▸ PROBLEM TO SOLVE
Rewrite the records from the line containing "Acting as a" up to and including the line containing "(1, 1), (500, 319)" as a two-column CSV with the columns instruction and response. Give one row per record, putting its text and its answer each in a single quoted field with line breaks replaced by spaces.

▸ INPUT MATERIAL
::::::::::
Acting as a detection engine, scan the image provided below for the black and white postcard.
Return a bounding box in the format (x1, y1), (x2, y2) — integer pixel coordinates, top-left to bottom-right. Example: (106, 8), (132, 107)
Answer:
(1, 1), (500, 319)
::::::::::
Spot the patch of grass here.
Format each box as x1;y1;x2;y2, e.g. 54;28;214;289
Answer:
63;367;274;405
::::::::::
▸ TASK OUTPUT
instruction,response
"Acting as a detection engine, scan the image provided below for the black and white postcard. Return a bounding box in the format (x1, y1), (x2, y2) — integer pixel coordinates, top-left to bottom-right. Example: (106, 8), (132, 107) Answer:","(1, 1), (500, 319)"